Data listing =
##############################
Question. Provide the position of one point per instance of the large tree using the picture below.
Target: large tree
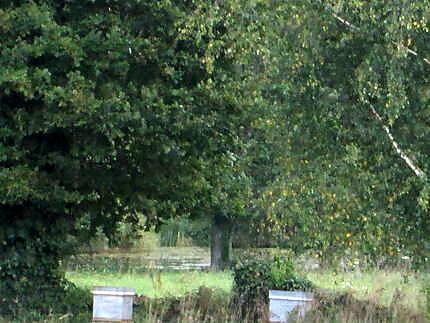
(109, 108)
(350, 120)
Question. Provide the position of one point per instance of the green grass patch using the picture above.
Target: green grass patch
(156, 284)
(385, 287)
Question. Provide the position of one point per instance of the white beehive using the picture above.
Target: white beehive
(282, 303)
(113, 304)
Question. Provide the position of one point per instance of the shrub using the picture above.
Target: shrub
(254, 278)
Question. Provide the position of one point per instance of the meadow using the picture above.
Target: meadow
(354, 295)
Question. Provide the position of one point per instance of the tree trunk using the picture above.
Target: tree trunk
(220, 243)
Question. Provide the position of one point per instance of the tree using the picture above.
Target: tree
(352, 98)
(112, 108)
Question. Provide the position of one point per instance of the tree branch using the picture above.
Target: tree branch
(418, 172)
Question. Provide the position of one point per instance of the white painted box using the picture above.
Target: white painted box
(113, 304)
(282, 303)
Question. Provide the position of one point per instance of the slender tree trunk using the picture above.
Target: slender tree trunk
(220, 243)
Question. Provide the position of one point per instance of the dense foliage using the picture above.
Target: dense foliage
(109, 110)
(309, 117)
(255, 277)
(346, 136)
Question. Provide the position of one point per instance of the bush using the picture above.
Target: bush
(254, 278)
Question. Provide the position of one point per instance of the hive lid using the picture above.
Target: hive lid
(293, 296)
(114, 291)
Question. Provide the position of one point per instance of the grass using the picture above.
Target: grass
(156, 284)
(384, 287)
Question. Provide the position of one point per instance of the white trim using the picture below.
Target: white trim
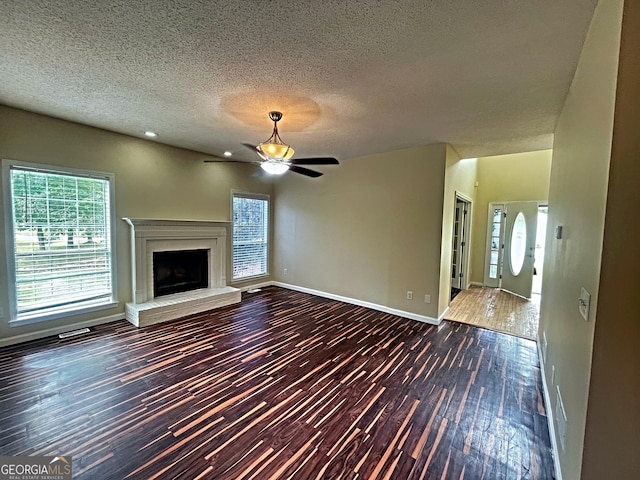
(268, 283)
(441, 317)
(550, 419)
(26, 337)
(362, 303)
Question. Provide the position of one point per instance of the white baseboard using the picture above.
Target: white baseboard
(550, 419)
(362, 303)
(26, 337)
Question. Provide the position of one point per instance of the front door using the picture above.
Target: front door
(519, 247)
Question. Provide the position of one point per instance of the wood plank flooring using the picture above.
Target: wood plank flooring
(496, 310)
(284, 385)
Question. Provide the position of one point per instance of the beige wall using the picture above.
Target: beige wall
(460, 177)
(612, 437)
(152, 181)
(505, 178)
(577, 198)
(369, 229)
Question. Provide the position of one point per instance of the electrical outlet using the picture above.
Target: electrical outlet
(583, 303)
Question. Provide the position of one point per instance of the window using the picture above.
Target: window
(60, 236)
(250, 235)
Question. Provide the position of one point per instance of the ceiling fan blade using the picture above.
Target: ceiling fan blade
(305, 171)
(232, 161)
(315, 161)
##############################
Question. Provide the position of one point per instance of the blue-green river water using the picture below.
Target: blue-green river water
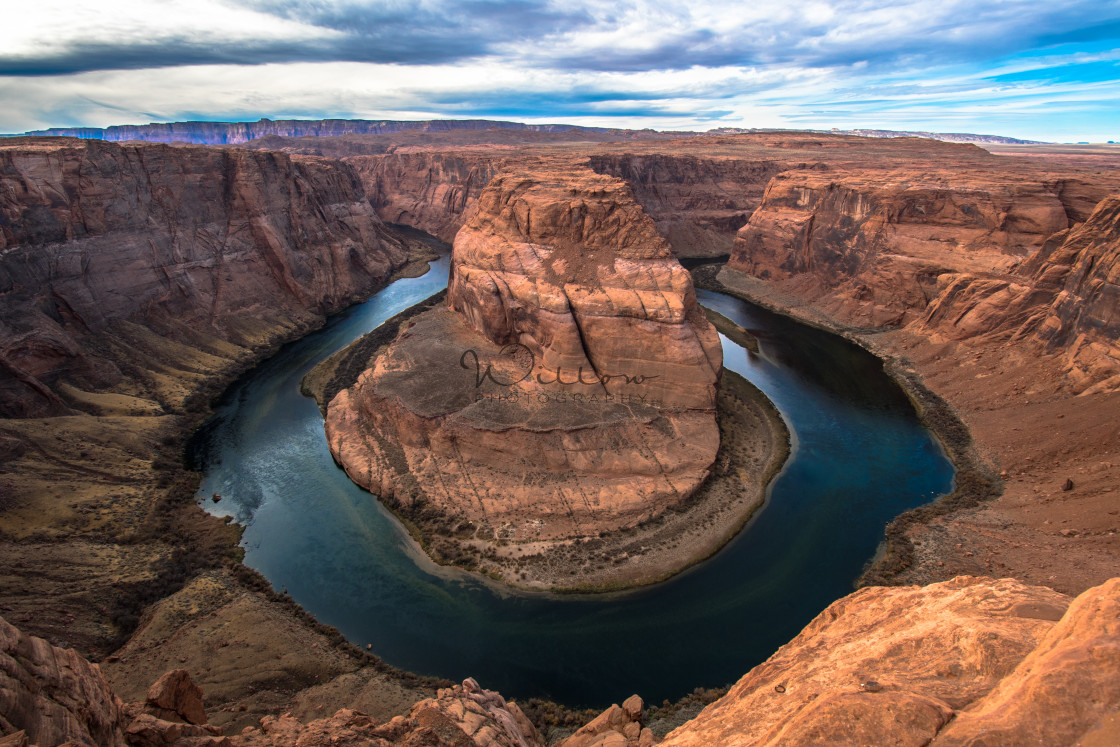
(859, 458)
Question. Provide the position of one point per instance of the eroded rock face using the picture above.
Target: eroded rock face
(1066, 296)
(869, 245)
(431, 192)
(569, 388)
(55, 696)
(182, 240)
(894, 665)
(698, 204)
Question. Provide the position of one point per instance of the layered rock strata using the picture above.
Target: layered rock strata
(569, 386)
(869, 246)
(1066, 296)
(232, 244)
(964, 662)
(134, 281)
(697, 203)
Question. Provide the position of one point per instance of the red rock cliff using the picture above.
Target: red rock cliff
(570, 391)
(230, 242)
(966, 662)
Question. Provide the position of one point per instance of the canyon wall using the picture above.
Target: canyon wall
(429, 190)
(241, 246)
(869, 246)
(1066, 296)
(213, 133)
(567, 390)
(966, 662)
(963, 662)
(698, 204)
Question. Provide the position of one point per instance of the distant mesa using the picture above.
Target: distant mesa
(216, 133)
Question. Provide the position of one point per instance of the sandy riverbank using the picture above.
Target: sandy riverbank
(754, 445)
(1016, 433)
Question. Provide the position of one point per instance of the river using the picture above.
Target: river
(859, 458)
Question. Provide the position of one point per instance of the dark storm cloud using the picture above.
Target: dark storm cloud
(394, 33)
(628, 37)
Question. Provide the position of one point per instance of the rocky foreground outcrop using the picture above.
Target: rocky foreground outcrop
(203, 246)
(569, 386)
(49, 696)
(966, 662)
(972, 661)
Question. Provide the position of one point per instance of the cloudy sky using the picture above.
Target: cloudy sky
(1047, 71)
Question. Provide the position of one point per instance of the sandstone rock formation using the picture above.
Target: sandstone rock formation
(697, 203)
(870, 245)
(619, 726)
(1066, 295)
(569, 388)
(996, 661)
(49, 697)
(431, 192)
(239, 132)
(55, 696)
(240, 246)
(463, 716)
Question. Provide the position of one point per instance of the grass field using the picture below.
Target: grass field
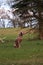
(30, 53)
##############################
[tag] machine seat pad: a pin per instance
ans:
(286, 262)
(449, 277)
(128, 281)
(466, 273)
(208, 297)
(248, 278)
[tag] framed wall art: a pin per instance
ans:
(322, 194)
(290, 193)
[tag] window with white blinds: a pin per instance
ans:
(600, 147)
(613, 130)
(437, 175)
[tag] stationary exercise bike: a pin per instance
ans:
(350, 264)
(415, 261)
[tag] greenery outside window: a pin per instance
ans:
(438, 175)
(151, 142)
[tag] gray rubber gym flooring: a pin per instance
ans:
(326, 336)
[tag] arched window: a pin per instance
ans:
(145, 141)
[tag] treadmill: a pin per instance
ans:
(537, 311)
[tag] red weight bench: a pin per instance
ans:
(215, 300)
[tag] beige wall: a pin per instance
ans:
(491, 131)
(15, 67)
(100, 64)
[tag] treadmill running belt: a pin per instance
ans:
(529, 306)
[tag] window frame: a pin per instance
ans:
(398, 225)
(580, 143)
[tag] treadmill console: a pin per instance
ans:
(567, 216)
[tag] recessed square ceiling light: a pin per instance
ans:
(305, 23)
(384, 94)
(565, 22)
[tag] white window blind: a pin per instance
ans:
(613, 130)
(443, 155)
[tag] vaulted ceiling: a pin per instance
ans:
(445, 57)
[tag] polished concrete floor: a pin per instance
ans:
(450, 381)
##############################
Among the entries above, determine how many lines contain "below", then output only that number.

4